[Items listed in a dataset]
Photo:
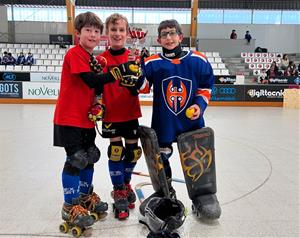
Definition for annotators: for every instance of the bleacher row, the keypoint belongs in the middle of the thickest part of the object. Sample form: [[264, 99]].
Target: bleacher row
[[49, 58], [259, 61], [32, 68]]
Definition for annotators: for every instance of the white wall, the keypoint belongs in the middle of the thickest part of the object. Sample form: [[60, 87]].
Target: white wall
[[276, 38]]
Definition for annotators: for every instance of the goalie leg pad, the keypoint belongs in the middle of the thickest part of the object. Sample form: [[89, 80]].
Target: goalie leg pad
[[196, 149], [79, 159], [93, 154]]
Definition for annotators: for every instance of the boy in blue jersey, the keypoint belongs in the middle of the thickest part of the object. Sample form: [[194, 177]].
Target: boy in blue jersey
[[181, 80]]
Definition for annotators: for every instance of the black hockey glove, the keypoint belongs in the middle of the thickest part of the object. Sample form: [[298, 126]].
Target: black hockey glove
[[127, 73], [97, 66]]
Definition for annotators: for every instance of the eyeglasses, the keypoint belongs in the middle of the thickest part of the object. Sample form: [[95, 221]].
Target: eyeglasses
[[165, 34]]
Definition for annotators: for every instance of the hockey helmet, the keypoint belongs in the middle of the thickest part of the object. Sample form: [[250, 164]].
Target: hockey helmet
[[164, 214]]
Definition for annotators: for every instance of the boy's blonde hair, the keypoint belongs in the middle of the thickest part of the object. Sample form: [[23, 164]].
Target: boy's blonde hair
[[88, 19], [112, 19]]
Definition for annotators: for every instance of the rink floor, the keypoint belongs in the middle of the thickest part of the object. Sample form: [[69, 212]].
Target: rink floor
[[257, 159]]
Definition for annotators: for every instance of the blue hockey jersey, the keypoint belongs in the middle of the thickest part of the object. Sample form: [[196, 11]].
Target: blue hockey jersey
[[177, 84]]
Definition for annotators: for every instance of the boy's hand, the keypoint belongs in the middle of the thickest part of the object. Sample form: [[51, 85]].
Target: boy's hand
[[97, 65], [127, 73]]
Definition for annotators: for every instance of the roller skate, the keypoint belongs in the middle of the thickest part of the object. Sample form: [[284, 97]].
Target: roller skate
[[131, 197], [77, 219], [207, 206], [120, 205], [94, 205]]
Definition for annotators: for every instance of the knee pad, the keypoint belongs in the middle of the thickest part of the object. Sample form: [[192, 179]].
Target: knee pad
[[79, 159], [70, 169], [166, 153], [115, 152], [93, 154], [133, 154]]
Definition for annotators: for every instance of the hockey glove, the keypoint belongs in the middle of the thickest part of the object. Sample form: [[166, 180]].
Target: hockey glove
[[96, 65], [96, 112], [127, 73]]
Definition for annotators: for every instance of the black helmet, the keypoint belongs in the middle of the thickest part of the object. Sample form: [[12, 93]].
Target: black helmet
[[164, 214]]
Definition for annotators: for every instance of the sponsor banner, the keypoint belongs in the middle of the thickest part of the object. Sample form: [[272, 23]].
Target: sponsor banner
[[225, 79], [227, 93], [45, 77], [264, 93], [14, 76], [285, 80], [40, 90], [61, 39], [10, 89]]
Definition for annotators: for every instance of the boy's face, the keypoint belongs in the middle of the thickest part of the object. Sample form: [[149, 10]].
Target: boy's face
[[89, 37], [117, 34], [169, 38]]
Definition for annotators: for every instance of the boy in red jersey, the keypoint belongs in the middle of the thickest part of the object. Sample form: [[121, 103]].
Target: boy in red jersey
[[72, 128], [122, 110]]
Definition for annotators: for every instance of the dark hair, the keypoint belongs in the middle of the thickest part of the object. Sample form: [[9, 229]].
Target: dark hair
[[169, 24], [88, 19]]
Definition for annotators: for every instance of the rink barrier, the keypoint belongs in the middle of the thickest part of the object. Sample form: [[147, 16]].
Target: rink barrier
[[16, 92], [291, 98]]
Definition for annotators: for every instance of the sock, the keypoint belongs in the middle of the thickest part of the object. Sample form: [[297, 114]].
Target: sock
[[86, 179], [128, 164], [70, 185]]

■ TASK TO CARRY OUT ■
Give the records again exactly, minus the pictures.

■ RESPONSE AREA ■
Photo:
Definition for annotators: for every instance of the bleacher row, the keypoint belongs in the middle of the thickest part of the object. Sample form: [[264, 99]].
Target: bleacher row
[[49, 58], [259, 61], [32, 68]]
Definition for annotators: for every instance of the white wall, the keypoint belongs in the middle of the thickest part of the object. Sample form: [[60, 87]].
Target: white wall
[[276, 38]]
Definition for annotators: for every instance of the goalie leg pad, the keypoint belongs in the middle of the thickest part of the object. Sample form: [[89, 80]].
Target: goalie leg pad
[[196, 149], [79, 159], [93, 154]]
Definition for annotators: for every instance of the boy in blue jersey, the keypoint belongs in the middle of the thickest part of the object. Sample form: [[194, 177]].
Target: boy in blue jersey
[[181, 80]]
Definition for annotators: for every instance of the black hockey glove, the keypoint belongs in the middle of the thickest part of the object. Sample form: [[298, 126]].
Target: black hockey glove
[[127, 73], [97, 66]]
Definition for annotators: for every instance of the eyeglasses, the keypoint belongs in the middle of the thickest part of the object. Sample form: [[95, 221]].
Target: eyeglasses
[[165, 34]]
Definition for annotators: for every instance of the hockey helmet, the keypoint belongs in the middle of the thickest part of the object. Sample form: [[250, 164]].
Target: hockey helmet
[[164, 214]]
Definition for annotators: for every instance of the boy's blonde hair, the keypoint belongs in the middle of the thickest part of the object. Sample form: [[23, 164]].
Target: boy's blonde hair
[[88, 19], [112, 19]]
Definition for annotators: for every instance of the rink floor, the keypoint belongs in the middle of the thickest part of the object. Sample form: [[69, 212]].
Target: rink floor
[[257, 159]]
Definition for annotators: for every instance of the blue hockey jersey, the keypoint belongs in the middle of the thickest part of the object. Sample form: [[196, 11]].
Target: blue hockey jersey
[[177, 84]]
Definition for annotators: for every instance of the boy's hand, the keypoint belongs in the middle of the thickest part of the object. Sample form: [[51, 85]].
Target: boy's hand
[[97, 65], [127, 73]]
Definition for annotators: for every instance of the roller skate, the keypoint belongs in the middle of the thickest part of the object. Sample form: [[284, 97]].
Target: roller skate
[[131, 197], [77, 219], [207, 206], [120, 205], [94, 205]]
Definition for annotators: for every instance of the knee pad, the keypoint belongs in the middle of the thickest part of the object. Sample form: [[192, 179]].
Target: knee pad
[[79, 159], [70, 169], [166, 153], [115, 152], [93, 154], [133, 154]]
Definition for annotators: for every instance of the hockey glove, the keypoint belongs in the middle of the thickest part of the object. Sample form: [[166, 180]].
Target: hockey glove
[[96, 65], [96, 112], [127, 73]]
Definition for annotators: for every instance of the black helmet, the keypoint belongs in the middle of the thickest part of the object. Sample form: [[12, 93]].
Target: black helmet
[[164, 214]]
Definition for annotators: for every instance of the sponsor banner, the keypoint belongs in the middle of the thickest part of the object. Sample form: [[272, 23]].
Target: sponsor banner
[[225, 79], [227, 93], [45, 77], [264, 93], [14, 76], [285, 80], [40, 90], [61, 39], [10, 89]]
Definition for annotators: for every instance of the boy's face, the keypoint belongs in the middle of the thickest part of the object. Sample form: [[149, 10]].
Target: boy's face
[[89, 37], [117, 34], [169, 38]]
Definition for annotators: for every instance of the boy in red jersey, the keypoint belongs in the middle of the thickest part of the object. Sample form: [[121, 103]].
Target: boy in red jersey
[[72, 128], [122, 110]]
Definition for annotators: for every instance of the dark hair, the keypoint belongs in the middle of the thickest part of the object. Sample form: [[9, 229]].
Target: dark hair
[[169, 24], [88, 19]]
Definition for annotators: for every instance of the rink barrier, the keypoint belongs in the middle of the thickest part of the object. Sample form: [[147, 16]].
Target: rink barrier
[[16, 92], [291, 98]]
Definition for annotators: for every instance of the sock, the keypoint belongs in the middle of the thickest part of the object. Sample form: [[297, 114]].
Target: sock
[[86, 179], [128, 164], [70, 185]]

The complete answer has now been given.